* Required work
[a] Answer these questions about the excerpt on Mr Hughes:
(i) In what year did Mr Hughes win the Frank Fenner Award?
(ii) In what town and country was the AIDS hospice where he volunteered?
(iii) What kind of approach did his HIV work move to after "putting people in boxes"?
[b] Quote the part of the excerpt on Mr Hughes that opens with the words containing "The Fenner Award" and closes with "Frank Fenner AC.".

* Excerpt to read
- - - -

The Frank Fenner Award winner for 2020 for his work in HIV advocacy, strategic planning and policy development, Mr Hughes‘ Fenner Lecture was postponed because of disruptions caused by the COVID-19 pandemic.

The Fenner Award acknowledges significant contribution to Burnet’s vision and mission in the areas of medical research and public health, and is named after the great Australian virologist, Professor Frank Fenner AC.

Mr Hughes spoke of how his childhood spent looking at books and atlases and maps was part of a trajectory that would lead him to a career of travel and spending time in different parts of the world.

While initially fascinated by genetics and how it could be used to make a difference in the world, it was Mr Hughes’ experiences while backpacking in Africa that ultimately set him on a different path.

While volunteering at an AIDS hospice in Entebbe, Uganda he spent time with patients in the advanced stages of HIV and AIDS, about half of whom were children under the age of 10.

“I think that was a major moment in my life where I went from ‘What will I do next when I’m finished backpacking?’ to ‘But I can’t do anything with my life apart from working on HIV’, because it was so impactful, and so emotional,” Mr Hughes said.

“And I really thank those people who are no longer with us for giving me that kind of impetus to find what I was going to do next.”

During his career in HIV advocacy, Mr Hughes spoke about going from “putting people in boxes” which is often not helpful, to moving to a more settings-based approach.

“We were no longer targeting particular groups like MSM (men who have sex with men) or sex workers, we just picked the settings where HIV was most likely to be thriving, and being transmitted,” he said.

Then, they worked with the entire community to respond to HIV in those settings.

“The point for me is we work with tricky governments, we also work with organisations which ethically we might not agree with,” Mr Hughes said.

“But HIV thrives in dark places, and it thrives when human rights are not respected… so it’s these places that we need to commit to and we need to work in as we move forward.”

A lot of his career in international health, Mr Hughes said, has been about going to interesting places but seeing the part that no tourist actually sees.

“But that’s the privilege of the access and being able to work with these people,” he said.

“It’s really about the people that we work with and work for, and everything that we do, we should think back to those people.”

- - - -

* Information shown
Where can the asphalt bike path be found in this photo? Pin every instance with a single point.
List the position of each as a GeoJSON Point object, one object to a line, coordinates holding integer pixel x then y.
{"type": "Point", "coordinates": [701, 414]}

- - - -

* Answers for each item
[a]
(i) 2020
(ii) Entebbe, Uganda
(iii) A more settings-based approach

[b]
The Fenner Award acknowledges significant contribution to Burnet’s vision and mission in the areas of medical research and public health, and is named after the great Australian virologist, Professor Frank Fenner AC.